-- BEGIN EXERCISE INPUTS --

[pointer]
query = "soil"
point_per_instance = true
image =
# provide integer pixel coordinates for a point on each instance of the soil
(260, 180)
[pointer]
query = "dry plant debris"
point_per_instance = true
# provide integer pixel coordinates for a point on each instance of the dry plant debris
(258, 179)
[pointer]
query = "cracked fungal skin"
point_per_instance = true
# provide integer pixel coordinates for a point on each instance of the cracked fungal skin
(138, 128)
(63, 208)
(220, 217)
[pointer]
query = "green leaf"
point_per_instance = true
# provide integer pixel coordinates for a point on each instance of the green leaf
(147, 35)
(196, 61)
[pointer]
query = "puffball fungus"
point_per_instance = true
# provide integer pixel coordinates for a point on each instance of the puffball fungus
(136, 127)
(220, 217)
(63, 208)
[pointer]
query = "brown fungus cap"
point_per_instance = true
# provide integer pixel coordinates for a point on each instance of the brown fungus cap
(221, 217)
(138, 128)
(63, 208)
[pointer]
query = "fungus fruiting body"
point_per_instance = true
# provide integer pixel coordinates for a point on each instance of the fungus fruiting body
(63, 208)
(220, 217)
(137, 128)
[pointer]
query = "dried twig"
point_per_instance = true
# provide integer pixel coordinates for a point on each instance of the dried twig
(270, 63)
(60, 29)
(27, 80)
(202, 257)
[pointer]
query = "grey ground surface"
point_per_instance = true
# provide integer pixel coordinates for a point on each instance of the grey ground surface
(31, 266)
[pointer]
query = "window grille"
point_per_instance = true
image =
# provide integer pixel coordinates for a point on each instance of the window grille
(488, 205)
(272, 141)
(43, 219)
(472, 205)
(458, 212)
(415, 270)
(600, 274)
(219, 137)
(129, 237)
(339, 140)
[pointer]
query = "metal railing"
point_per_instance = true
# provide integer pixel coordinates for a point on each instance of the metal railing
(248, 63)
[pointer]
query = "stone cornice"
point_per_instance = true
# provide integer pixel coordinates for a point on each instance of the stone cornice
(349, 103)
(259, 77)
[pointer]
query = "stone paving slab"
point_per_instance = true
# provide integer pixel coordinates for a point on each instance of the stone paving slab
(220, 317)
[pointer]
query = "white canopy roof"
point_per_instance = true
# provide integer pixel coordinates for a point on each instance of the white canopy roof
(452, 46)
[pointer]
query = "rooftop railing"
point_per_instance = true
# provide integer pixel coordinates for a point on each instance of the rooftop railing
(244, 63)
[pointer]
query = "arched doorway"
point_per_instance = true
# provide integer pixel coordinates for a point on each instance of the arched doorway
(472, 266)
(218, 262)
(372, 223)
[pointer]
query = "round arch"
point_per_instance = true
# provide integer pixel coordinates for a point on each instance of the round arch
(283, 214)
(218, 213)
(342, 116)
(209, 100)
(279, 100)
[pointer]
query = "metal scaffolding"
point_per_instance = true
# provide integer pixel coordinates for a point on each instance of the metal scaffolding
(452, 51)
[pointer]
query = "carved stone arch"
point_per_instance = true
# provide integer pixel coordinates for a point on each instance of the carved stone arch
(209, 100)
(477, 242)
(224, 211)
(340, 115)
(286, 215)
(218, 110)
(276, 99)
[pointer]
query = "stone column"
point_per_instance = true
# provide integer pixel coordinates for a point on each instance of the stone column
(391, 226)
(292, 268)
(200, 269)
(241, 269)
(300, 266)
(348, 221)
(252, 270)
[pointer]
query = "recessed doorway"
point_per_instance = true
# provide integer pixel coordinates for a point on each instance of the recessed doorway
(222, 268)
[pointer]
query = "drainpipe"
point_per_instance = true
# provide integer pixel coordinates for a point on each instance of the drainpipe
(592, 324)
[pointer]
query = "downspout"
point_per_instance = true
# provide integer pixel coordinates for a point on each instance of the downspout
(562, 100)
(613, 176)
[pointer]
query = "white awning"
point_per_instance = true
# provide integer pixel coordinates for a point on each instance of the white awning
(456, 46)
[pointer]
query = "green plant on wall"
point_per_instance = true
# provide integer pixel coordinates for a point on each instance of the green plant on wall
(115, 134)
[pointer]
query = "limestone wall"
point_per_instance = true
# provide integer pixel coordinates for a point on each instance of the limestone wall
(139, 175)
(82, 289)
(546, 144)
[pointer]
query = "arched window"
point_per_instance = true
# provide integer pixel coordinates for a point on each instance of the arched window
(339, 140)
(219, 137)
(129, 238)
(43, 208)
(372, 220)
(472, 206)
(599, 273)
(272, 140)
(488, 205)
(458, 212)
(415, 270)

-- END EXERCISE INPUTS --

* TASK INSTRUCTIONS *
All of the records must be repeated exactly.

* WORKED ANSWER *
[pointer]
query = "soil"
point_per_instance = true
image =
# provide integer pixel coordinates for a point on each instance of the soil
(260, 180)
[pointer]
query = "dry plant debris"
point_per_instance = true
# provide integer pixel coordinates for a point on each instance of the dry plant debris
(258, 179)
[pointer]
query = "cracked fungal skin"
point_per_instance = true
# provide integer pixel coordinates for a point on each instance of the cracked fungal skin
(138, 128)
(63, 208)
(220, 217)
[pointer]
query = "green leaf"
point_per_instance = true
# provide integer pixel coordinates for a point on each instance of the green leaf
(147, 35)
(196, 61)
[pointer]
query = "puffball fungus"
point_per_instance = true
# provide integer pixel coordinates for a point on each instance of the puffball fungus
(136, 127)
(220, 217)
(63, 208)
[pointer]
query = "brown fungus cap"
point_per_instance = true
# provide integer pixel coordinates for a point on each instance of the brown fungus cap
(221, 217)
(138, 128)
(63, 208)
[pointer]
query = "fungus fruiting body"
point_per_instance = true
# provide integer pixel coordinates for a point on each instance of the fungus fruiting body
(63, 208)
(220, 217)
(137, 128)
[pointer]
query = "dried twig"
point_per_instance = true
# provide integer pixel coordinates for a point on each instance of the dried twig
(270, 63)
(60, 29)
(27, 80)
(202, 257)
[pointer]
query = "grey ground surface"
point_per_instance = true
# provide integer pixel coordinates for a point on each instance of the grey ground surface
(31, 266)
[pointer]
query = "window grille"
point_per_instance = true
image =
# provide integer pixel coordinates for a point on each instance of the window grille
(488, 205)
(272, 141)
(43, 219)
(472, 205)
(458, 212)
(415, 270)
(600, 274)
(219, 137)
(129, 237)
(339, 140)
[pointer]
query = "metal railing"
point_per_instance = true
# provide integer pixel coordinates for a point on each instance of the metal railing
(248, 63)
[pointer]
query = "stone cornice"
point_per_instance = true
# provide integer pixel coordinates for a point on each instance of the stone cornice
(349, 103)
(259, 77)
[pointer]
query = "stone paving slab"
point_per_instance = true
# provide integer pixel coordinates for a point on each instance of the stone paving slab
(220, 317)
[pointer]
query = "white canopy roof"
point_per_instance = true
# provide integer pixel coordinates for a point on each instance of the white canopy roof
(452, 46)
[pointer]
query = "rooftop railing"
point_per_instance = true
# provide integer pixel coordinates for a point on each instance of the rooftop railing
(244, 63)
[pointer]
query = "arched doorway"
point_per_instance = true
# provide integer pixel coordinates for a point on each instance of the arched doorway
(472, 266)
(218, 262)
(372, 223)
[pointer]
query = "round arch"
point_per_instance = true
# provide integer pixel coordinates for a point on each instance of the round arch
(283, 214)
(218, 213)
(342, 116)
(209, 100)
(279, 100)
[pointer]
query = "metal scaffolding"
point_per_instance = true
# provide integer pixel coordinates for a point on each instance of the metal scaffolding
(452, 51)
[pointer]
query = "carved stone arch"
point_per_instance = true
# provide integer pixel coordinates for a point on each instance of the carved stone arch
(209, 100)
(477, 242)
(224, 211)
(340, 115)
(286, 215)
(218, 110)
(276, 99)
[pointer]
query = "stone column"
point_per_instance = true
# provide integer pixel coordinates for a point on each instance of the stone column
(391, 226)
(292, 268)
(200, 269)
(241, 269)
(300, 266)
(348, 221)
(252, 270)
[pointer]
query = "recessed doorway"
point_per_instance = true
# provide integer pixel coordinates for a point on each instance of the recessed doorway
(222, 268)
[pointer]
query = "drainpipe"
point_per_instance = true
# provide integer pixel coordinates for a point on each instance of the drainpipe
(592, 324)
[pointer]
query = "downspout"
point_per_instance = true
# provide integer pixel coordinates for a point on each instance of the downspout
(562, 100)
(613, 176)
[pointer]
query = "white awning"
point_per_instance = true
# provide integer pixel coordinates for a point on each instance of the white awning
(456, 46)
[pointer]
query = "green plant on wall"
point_per_instance = true
# provide integer pixel coordinates for a point on each instance of the green plant on wall
(115, 134)
[pointer]
query = "limestone wall"
point_per_instance = true
# provide integer pixel coordinates for a point on each instance of the limestone wall
(139, 175)
(82, 289)
(546, 144)
[pointer]
query = "arched window"
point_per_instance = true
# provide integer pixel coordinates for a point on each instance of the arched window
(339, 140)
(219, 137)
(129, 238)
(43, 208)
(372, 220)
(472, 206)
(599, 273)
(272, 140)
(488, 205)
(458, 212)
(415, 270)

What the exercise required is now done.